--- Your assignment ---
What you give back must match the records below word for word.

--- Data to use ---

=== Section Start ===

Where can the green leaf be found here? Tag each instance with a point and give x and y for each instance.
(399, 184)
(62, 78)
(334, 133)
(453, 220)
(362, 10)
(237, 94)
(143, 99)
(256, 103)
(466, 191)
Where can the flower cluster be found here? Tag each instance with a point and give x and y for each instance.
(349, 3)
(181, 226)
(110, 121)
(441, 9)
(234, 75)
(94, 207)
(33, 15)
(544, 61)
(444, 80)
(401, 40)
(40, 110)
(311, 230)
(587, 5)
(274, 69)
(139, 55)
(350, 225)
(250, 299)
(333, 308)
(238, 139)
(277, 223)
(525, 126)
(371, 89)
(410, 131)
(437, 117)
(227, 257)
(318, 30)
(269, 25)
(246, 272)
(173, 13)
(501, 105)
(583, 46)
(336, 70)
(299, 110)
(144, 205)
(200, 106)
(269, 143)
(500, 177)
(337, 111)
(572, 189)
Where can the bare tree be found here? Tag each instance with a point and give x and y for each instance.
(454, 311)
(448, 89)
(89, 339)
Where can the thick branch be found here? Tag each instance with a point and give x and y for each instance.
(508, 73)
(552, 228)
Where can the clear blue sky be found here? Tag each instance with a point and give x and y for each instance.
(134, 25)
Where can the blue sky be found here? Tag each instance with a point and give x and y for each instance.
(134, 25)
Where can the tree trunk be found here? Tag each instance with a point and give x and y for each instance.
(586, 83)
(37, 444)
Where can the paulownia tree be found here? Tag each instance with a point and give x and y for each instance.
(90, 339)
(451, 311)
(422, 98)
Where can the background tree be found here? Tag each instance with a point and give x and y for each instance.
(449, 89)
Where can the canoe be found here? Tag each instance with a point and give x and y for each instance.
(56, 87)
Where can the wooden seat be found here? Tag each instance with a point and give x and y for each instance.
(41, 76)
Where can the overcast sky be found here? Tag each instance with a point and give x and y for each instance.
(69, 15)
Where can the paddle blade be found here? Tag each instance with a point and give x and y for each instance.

=== Section End ===

--- Output of the task ---
Where can the green leaf be found here? Tag each instance with a point and give x and y for each instance.
(399, 184)
(62, 78)
(334, 133)
(453, 220)
(362, 10)
(237, 94)
(143, 99)
(256, 103)
(466, 191)
Where can the flower cluster be found here? Tag each instance with a point and give x and y for each instance.
(349, 3)
(181, 226)
(110, 121)
(441, 9)
(234, 75)
(94, 207)
(33, 15)
(544, 61)
(444, 80)
(401, 40)
(40, 110)
(311, 230)
(587, 5)
(274, 69)
(139, 55)
(350, 225)
(250, 299)
(333, 308)
(238, 139)
(277, 223)
(525, 126)
(371, 89)
(410, 131)
(437, 117)
(227, 257)
(318, 30)
(269, 25)
(246, 272)
(173, 13)
(501, 105)
(583, 46)
(336, 70)
(299, 110)
(144, 205)
(200, 106)
(269, 143)
(500, 177)
(337, 111)
(572, 189)
Where can the bare tree be found here? Tag each instance with a point and give x and y for each instance.
(454, 311)
(448, 89)
(89, 339)
Where can the thick branch be found here? Tag each instance with a point and give x and y for each instance.
(508, 73)
(552, 228)
Where can the clear blue sky be found here? Tag each instance with a point and give x and y for each instance.
(134, 25)
Where can the blue sky be found here? Tag each instance with a point and give x and y for each instance.
(134, 25)
Where can the tree trunk be found here? Tag each instance with a point and give x and y for each instance.
(586, 83)
(37, 444)
Where can the paulownia tree be found here? Tag each instance with a point and give x and y for each instance.
(90, 339)
(451, 311)
(422, 98)
Where can the background tree be found here? Tag each instance with a point and give x and y for each instance.
(449, 89)
Where can the canoe be found here? Tag each instance with a point and give x and y for each instance.
(56, 87)
Where can the wooden seat be found here? Tag each instance with a point and give x and y for each instance.
(41, 76)
Where can the overcast sky be found here? Tag each instance with a point and give x and y for each instance.
(69, 15)
Where can the paddle blade be found here? Tag each instance with a point and give x and y for each instance.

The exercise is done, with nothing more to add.